▸ **EXCERPT TO READ**:
--*--

NEW YORK - Two federal appeals courts on opposite sides of the country declared the Partial Birth Abortion Ban Act unconstitutional Tuesday, saying the measure lacks an exception for cases in which a woman's health is at stake.
The first ruling came from a three-judge panel of the 9th U.S. Circuit Court of Appeals. Hours later, a three-judge panel of the 2nd U.S. Circuit Court of Appeals in Manhattan issued a similar decision in a 2-1 ruling.
The New York decision affirmed a 2004 ruling by a judge who upheld the right to perform the procedure even as he described the procedure as "gruesome, brutal, barbaric and uncivilized."
Tuesday's ruling was marked by an unusually sharp dissent by Judge Chester J. Straub, who said he believed Congress' determination that the procedure was never medically necessary to protect a women's health was well founded and supported by a lower court ruling.
"Allowing a physician to destroy a child as long as one toe remains within the mother would place society on the path towards condoning infanticide," he said.
He added: "I find the current expansion of the right to terminate a pregnancy to cover a child in the process of being born morally, ethically and legally unacceptable."
The California court said the law was vague and so broad that no other remedy was possible except to throw it out.
"We are reluctant to invalidate an entire statute," Circuit Judge Stephen Reinhardt wrote. "However, after considering all of the obstacles to our devising a narrower remedy, we conclude that such is our obligation."
The panel also rejected arguments made by the Justice Department that there was general agreement among doctors that such late-term abortions were never necessary to preserve the health of a woman.
"The government all but admits in its reply brief that no medical consensus exists regarding the need for the prohibited procedures to preserve the health of women in certain circumstances," the panel concluded.
Justice Department attorneys also said the procedure is inhumane and causes pain to the fetus. A government lawyer argued it "blurs the line of abortion and infanticide."
The law, signed in 2003, banned a procedure known to doctors as intact dilation and extraction and called partial-birth abortion by abortion foes. The fetus is partially removed from the womb, and the skull is punctured or crushed. The procedure is generally performed in the second trimester.

--*--

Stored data
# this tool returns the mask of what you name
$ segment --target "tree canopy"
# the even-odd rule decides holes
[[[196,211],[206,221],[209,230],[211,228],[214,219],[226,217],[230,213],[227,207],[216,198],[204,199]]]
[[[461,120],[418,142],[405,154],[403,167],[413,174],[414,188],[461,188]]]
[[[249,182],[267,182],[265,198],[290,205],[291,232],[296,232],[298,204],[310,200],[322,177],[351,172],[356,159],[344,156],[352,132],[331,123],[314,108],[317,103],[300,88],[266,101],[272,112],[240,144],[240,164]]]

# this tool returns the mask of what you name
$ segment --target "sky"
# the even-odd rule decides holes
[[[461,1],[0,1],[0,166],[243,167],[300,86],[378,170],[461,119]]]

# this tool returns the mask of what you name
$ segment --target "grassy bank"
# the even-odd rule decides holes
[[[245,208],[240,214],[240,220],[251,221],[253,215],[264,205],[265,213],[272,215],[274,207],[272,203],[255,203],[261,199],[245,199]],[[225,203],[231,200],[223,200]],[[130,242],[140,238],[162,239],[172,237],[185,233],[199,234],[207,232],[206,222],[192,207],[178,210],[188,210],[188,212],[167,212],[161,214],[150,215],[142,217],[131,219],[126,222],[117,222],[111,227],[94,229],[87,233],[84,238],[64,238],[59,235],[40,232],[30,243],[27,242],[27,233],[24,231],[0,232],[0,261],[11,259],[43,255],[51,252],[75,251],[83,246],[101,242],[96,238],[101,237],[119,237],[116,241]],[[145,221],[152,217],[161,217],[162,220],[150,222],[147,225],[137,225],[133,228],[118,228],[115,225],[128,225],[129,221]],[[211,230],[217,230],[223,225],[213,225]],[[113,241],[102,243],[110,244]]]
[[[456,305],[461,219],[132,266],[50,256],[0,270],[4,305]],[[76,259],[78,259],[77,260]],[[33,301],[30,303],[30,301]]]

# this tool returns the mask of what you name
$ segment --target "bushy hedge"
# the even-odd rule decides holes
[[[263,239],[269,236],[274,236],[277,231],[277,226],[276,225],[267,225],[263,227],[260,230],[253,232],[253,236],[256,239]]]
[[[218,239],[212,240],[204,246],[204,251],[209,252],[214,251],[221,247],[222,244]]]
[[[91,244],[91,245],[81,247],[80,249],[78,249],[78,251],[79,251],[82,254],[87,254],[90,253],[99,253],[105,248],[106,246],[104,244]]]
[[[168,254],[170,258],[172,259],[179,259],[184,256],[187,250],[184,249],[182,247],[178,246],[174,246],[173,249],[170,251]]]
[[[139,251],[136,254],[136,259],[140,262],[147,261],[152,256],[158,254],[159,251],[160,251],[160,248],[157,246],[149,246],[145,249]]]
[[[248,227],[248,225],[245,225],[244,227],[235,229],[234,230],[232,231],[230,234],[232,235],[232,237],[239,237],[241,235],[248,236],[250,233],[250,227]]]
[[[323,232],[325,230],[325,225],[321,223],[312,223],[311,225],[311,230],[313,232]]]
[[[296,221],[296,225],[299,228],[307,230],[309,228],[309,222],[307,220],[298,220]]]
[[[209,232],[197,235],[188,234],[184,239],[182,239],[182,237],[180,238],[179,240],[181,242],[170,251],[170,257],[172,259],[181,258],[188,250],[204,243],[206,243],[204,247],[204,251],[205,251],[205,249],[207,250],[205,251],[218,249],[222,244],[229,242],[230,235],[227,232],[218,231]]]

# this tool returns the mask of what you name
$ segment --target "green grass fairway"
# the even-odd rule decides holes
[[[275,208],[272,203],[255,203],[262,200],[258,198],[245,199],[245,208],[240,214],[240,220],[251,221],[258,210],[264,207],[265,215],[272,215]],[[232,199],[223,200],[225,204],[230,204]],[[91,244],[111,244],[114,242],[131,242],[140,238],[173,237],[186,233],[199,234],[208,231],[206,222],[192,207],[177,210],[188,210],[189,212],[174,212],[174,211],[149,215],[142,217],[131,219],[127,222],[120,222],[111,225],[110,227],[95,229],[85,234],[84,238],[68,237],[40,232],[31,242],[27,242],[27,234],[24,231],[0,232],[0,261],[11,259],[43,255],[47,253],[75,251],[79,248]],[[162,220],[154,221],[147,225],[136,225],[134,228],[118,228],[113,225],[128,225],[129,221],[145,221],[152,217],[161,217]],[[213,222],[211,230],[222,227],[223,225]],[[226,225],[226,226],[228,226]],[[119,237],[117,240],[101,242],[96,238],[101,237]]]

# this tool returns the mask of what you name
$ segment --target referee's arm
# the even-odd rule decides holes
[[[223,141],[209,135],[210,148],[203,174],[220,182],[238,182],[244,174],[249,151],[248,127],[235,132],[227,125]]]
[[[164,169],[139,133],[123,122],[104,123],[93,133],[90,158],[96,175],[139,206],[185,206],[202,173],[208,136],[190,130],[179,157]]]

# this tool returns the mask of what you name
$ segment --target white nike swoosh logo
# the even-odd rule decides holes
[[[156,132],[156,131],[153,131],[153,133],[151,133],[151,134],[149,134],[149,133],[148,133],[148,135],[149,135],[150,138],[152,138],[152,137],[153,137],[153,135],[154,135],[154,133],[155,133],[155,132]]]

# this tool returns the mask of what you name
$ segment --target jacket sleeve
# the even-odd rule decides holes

--*--

▸ **TO DO**:
In the article on the abortion ban rulings, rewrite the passage starting at "The California court" and ending at "of a woman.", putting "unwilling" in place of "reluctant".

▸ **ANSWER TO THE EXERCISE**:
The California court said the law was vague and so broad that no other remedy was possible except to throw it out.
"We are unwilling to invalidate an entire statute," Circuit Judge Stephen Reinhardt wrote. "However, after considering all of the obstacles to our devising a narrower remedy, we conclude that such is our obligation."
The panel also rejected arguments made by the Justice Department that there was general agreement among doctors that such late-term abortions were never necessary to preserve the health of a woman.